**书面任务 A:**
在区间开方题解中,区间极差为0时如何处理开方操作?
**书面任务 B:**
请从区间开方题解的最后一句之后续写下去。

**所给文本:**
____________
本文介绍了一种处理数组区间操作的有效算法,包括加法、开平方和求和操作。通过维护区间最大值、最小值及其数量,算法能在大量操作下保持高效。
题意: 对一个长度为10W 的数组进行如下三种操作:
1,区间[l,r]的数都加上x;
2,区间内的没个数都开根号(向下取整);
3,求区间[l,r]每个元素的和。
官方题解:
但是官方标程也被卡T了。据说hack数据是:10万个2,3,2,3,2,3.......,10万个操作 加6,开根。但是题的确不错。
在本题中我并没有按照官方题解的方法。我们可以想下,发现区间的最大值,最小值的差值会随着开方的次数越来越小。再加上又是区间内的数都加上一个值。
那么我们可以只需要考虑区间内极差小于2的区间即可。刚好我们需要维护区间最大值,最小值。
那么当区间的极差为0时,表示区间内的数都相同,直接开方,该区间的值都覆盖为sqrt(maxx); 区间的最大值,最小值,和,最大值的数量,最小值的数量自然就出来了
当区间的极差为1时,很显然最大值,最小值,及其它们的数量就表示出了区间的所有数。最大值最小值,自然也出来了。
a[i]<10W 那么对整个区间内的每个数开方的次数就很少了。 当开了一定次方之后整个区间内的数的差值就很接近了。
____________
**数据摘录:**
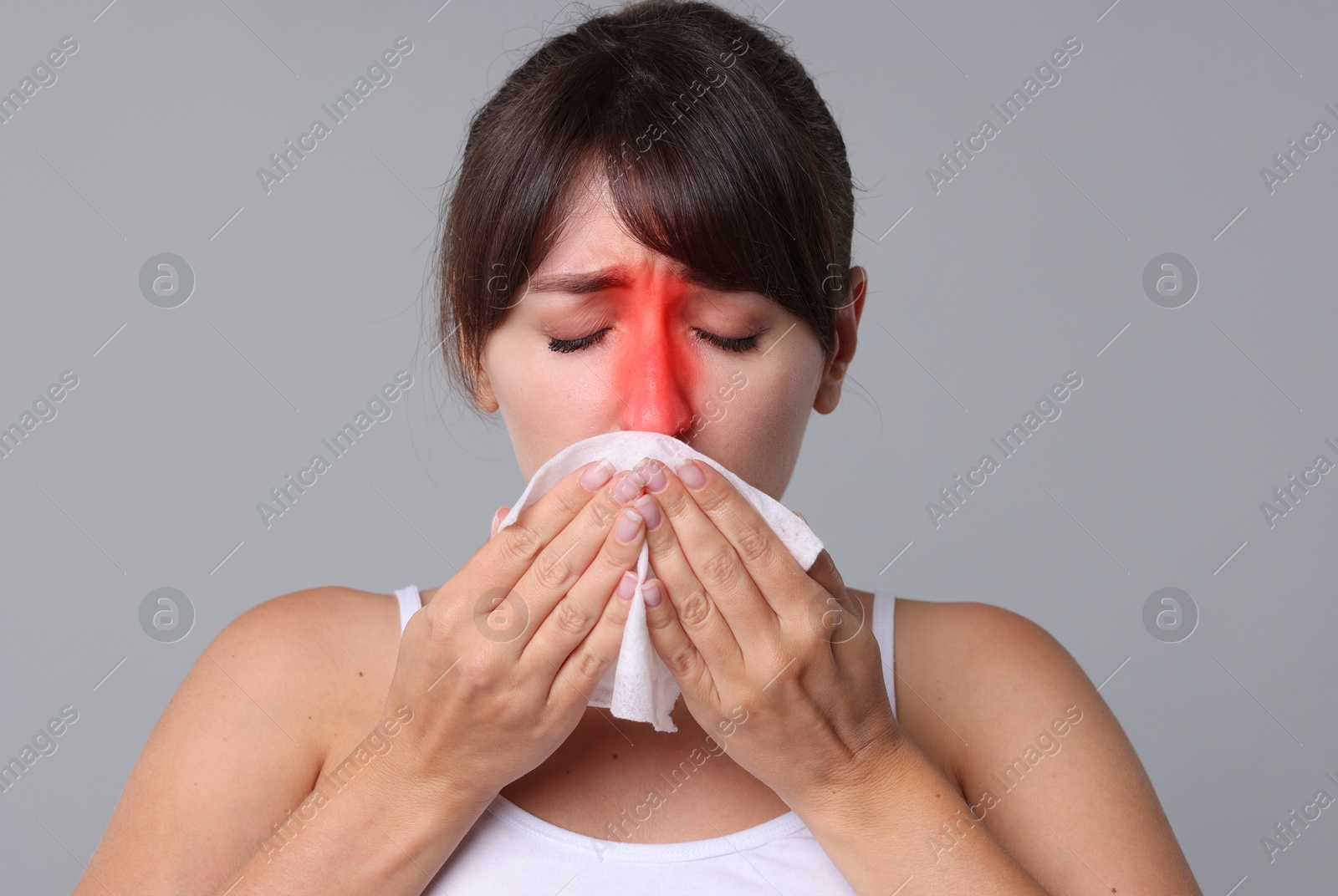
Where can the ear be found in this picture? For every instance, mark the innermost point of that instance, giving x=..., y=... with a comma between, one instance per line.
____________
**任务回答 A:**
直接开方,把该区间的值都覆盖为sqrt(maxx)。

**任务回答 B:**
代码如下:
#include<iostream>
#include<algorithm>
#include<stdio.h>
#include<vector>
#include<string.h>
#include<map>
#include<queue>
#include<stack>
#include<string>
#include<stdlib.h>
#include<time.h>
#include<set>
#include<math.h>
using namespace std;
typedef long long ll;
const int nn = 600100;
const int inf = (1 << 31);
const ll mod = 998244353;
const ll g = 3;//mod的原根,当且仅当 g^(MOD-1) = 1 % MOD
#define pb push_back
#define lson l,mid,rt<<1
#define rson mid+1,r,rt<<1|1
struct FastIO {
static const int S = 1310720;
int wpos; char wbuf[S];
FastIO() : wpos(0) {}
inline int xchar() {
static char buf[S];
static int len = 0, pos = 0;
if (pos == len)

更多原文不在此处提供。